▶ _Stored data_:

%%

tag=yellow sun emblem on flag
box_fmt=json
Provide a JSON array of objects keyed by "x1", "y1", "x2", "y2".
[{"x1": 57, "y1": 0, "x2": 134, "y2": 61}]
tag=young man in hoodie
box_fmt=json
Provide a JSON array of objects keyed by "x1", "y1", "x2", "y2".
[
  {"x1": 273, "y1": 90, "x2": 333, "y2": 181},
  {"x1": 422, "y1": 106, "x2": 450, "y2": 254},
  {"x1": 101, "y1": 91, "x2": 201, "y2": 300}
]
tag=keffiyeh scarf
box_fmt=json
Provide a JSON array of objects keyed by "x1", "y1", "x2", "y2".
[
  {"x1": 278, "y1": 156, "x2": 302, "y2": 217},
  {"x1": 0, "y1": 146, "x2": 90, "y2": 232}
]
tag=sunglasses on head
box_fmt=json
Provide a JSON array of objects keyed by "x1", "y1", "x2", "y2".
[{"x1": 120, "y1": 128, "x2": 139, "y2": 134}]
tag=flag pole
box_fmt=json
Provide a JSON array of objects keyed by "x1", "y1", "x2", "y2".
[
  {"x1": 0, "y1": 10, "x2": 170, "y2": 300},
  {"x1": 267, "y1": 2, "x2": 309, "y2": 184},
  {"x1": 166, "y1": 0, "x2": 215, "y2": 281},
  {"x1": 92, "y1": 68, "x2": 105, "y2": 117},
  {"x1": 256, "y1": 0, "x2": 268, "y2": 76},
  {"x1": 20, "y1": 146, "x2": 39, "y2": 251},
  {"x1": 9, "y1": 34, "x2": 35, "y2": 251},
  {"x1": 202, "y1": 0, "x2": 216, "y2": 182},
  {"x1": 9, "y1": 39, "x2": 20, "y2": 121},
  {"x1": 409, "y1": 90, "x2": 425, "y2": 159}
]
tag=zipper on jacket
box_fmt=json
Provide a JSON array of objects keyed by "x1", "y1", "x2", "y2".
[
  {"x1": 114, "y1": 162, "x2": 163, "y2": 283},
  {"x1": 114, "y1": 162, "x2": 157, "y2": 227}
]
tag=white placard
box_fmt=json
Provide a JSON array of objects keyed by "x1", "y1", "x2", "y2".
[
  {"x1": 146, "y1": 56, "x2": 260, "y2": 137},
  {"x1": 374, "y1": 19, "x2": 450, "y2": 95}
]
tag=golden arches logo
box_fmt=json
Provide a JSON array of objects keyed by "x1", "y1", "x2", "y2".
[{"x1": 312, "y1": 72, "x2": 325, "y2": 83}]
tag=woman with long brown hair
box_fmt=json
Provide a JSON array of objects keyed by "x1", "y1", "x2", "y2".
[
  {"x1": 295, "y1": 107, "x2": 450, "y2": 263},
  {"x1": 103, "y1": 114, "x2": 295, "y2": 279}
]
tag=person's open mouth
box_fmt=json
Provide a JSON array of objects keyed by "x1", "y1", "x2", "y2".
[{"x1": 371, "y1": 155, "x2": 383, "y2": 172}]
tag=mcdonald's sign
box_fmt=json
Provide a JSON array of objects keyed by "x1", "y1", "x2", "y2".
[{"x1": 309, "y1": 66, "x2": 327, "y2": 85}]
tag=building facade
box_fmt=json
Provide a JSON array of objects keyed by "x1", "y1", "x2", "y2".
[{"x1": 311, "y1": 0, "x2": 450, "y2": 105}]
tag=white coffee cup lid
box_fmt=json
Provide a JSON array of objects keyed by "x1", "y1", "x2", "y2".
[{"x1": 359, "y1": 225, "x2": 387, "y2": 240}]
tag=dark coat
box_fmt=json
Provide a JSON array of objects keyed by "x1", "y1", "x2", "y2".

%%

▶ _To do_:
Recast every line of the rows above as a JSON list of strings, with one string per line and blank lines omitted.

▶ _Answer to this task_:
[
  "tag=yellow sun emblem on flag",
  "box_fmt=json",
  "Provide a JSON array of objects keyed by \"x1\", \"y1\", \"x2\", \"y2\".",
  "[{\"x1\": 57, \"y1\": 0, \"x2\": 134, \"y2\": 61}]",
  "tag=young man in hoodie",
  "box_fmt=json",
  "Provide a JSON array of objects keyed by \"x1\", \"y1\", \"x2\", \"y2\".",
  "[",
  "  {\"x1\": 273, \"y1\": 90, \"x2\": 333, \"y2\": 181},",
  "  {\"x1\": 422, \"y1\": 106, \"x2\": 450, \"y2\": 254},",
  "  {\"x1\": 101, \"y1\": 91, \"x2\": 201, \"y2\": 300}",
  "]",
  "tag=keffiyeh scarf",
  "box_fmt=json",
  "Provide a JSON array of objects keyed by \"x1\", \"y1\", \"x2\", \"y2\".",
  "[",
  "  {\"x1\": 278, \"y1\": 156, \"x2\": 302, \"y2\": 217},",
  "  {\"x1\": 0, \"y1\": 146, \"x2\": 90, \"y2\": 232}",
  "]",
  "tag=sunglasses on head",
  "box_fmt=json",
  "Provide a JSON array of objects keyed by \"x1\", \"y1\", \"x2\", \"y2\".",
  "[{\"x1\": 120, \"y1\": 128, \"x2\": 139, \"y2\": 134}]",
  "tag=flag pole",
  "box_fmt=json",
  "Provide a JSON array of objects keyed by \"x1\", \"y1\", \"x2\", \"y2\".",
  "[",
  "  {\"x1\": 0, \"y1\": 10, \"x2\": 170, \"y2\": 300},",
  "  {\"x1\": 267, \"y1\": 2, \"x2\": 309, \"y2\": 184},",
  "  {\"x1\": 166, \"y1\": 0, \"x2\": 215, \"y2\": 281},",
  "  {\"x1\": 92, \"y1\": 68, \"x2\": 105, \"y2\": 117},",
  "  {\"x1\": 256, \"y1\": 0, \"x2\": 268, \"y2\": 76},",
  "  {\"x1\": 20, \"y1\": 146, \"x2\": 39, \"y2\": 251},",
  "  {\"x1\": 9, \"y1\": 34, \"x2\": 35, \"y2\": 251},",
  "  {\"x1\": 202, \"y1\": 0, \"x2\": 216, \"y2\": 182},",
  "  {\"x1\": 9, \"y1\": 39, \"x2\": 20, \"y2\": 121},",
  "  {\"x1\": 409, \"y1\": 90, \"x2\": 425, \"y2\": 159}",
  "]",
  "tag=zipper on jacket",
  "box_fmt=json",
  "Provide a JSON array of objects keyed by \"x1\", \"y1\", \"x2\", \"y2\".",
  "[",
  "  {\"x1\": 114, \"y1\": 162, \"x2\": 163, \"y2\": 283},",
  "  {\"x1\": 114, \"y1\": 162, \"x2\": 157, \"y2\": 227}",
  "]",
  "tag=white placard",
  "box_fmt=json",
  "Provide a JSON array of objects keyed by \"x1\", \"y1\", \"x2\", \"y2\".",
  "[",
  "  {\"x1\": 146, \"y1\": 56, \"x2\": 260, \"y2\": 137},",
  "  {\"x1\": 374, \"y1\": 19, \"x2\": 450, \"y2\": 95}",
  "]",
  "tag=golden arches logo",
  "box_fmt=json",
  "Provide a JSON array of objects keyed by \"x1\", \"y1\", \"x2\", \"y2\".",
  "[{\"x1\": 312, \"y1\": 72, \"x2\": 325, \"y2\": 83}]",
  "tag=woman with long brown hair",
  "box_fmt=json",
  "Provide a JSON array of objects keyed by \"x1\", \"y1\", \"x2\", \"y2\".",
  "[",
  "  {\"x1\": 295, \"y1\": 107, \"x2\": 450, \"y2\": 263},",
  "  {\"x1\": 103, \"y1\": 114, \"x2\": 295, \"y2\": 279}",
  "]",
  "tag=person's open mouth",
  "box_fmt=json",
  "Provide a JSON array of objects keyed by \"x1\", \"y1\", \"x2\", \"y2\".",
  "[{\"x1\": 371, \"y1\": 155, \"x2\": 383, \"y2\": 172}]",
  "tag=mcdonald's sign",
  "box_fmt=json",
  "Provide a JSON array of objects keyed by \"x1\", \"y1\", \"x2\", \"y2\".",
  "[{\"x1\": 309, \"y1\": 66, \"x2\": 327, \"y2\": 85}]",
  "tag=building facade",
  "box_fmt=json",
  "Provide a JSON array of objects keyed by \"x1\", \"y1\", \"x2\", \"y2\".",
  "[{\"x1\": 311, \"y1\": 0, \"x2\": 450, \"y2\": 105}]",
  "tag=white coffee cup lid",
  "box_fmt=json",
  "Provide a JSON array of objects keyed by \"x1\", \"y1\", \"x2\", \"y2\".",
  "[{\"x1\": 359, \"y1\": 225, \"x2\": 387, \"y2\": 240}]",
  "tag=dark coat",
  "box_fmt=json",
  "Provide a JSON array of objects keyed by \"x1\", \"y1\", \"x2\", \"y2\"."
]